◆ **The task**:
Pictures are not part of the copy. Reproduce all the records exactly.

(Dataset entries)

■ ■ ■ ■

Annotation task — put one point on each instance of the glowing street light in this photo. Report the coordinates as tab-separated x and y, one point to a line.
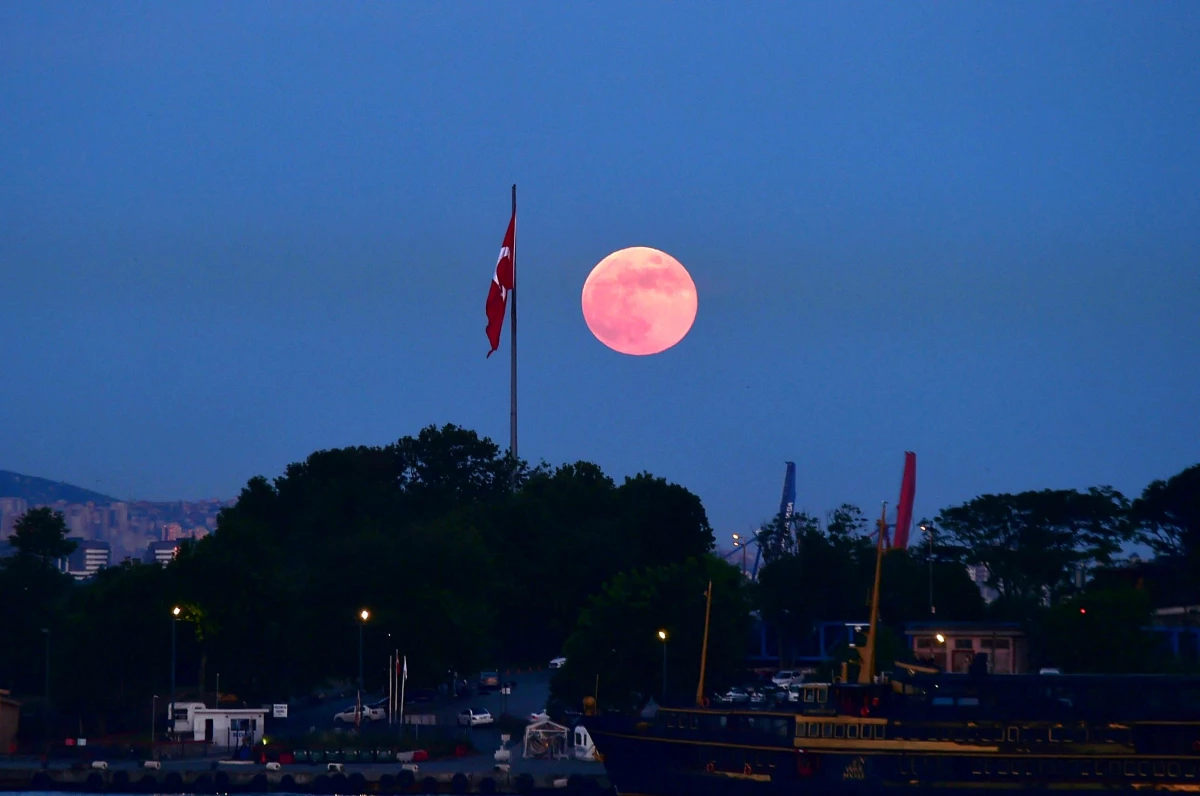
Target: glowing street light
363	615
663	638
171	712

■ ■ ■ ■

◆ **The answer**:
Annotation task — put one point on each instance of the glowing street light in this photo. Report the coordinates as tab-separated x and y, one point to a line.
Target: glowing street light
363	615
663	638
171	712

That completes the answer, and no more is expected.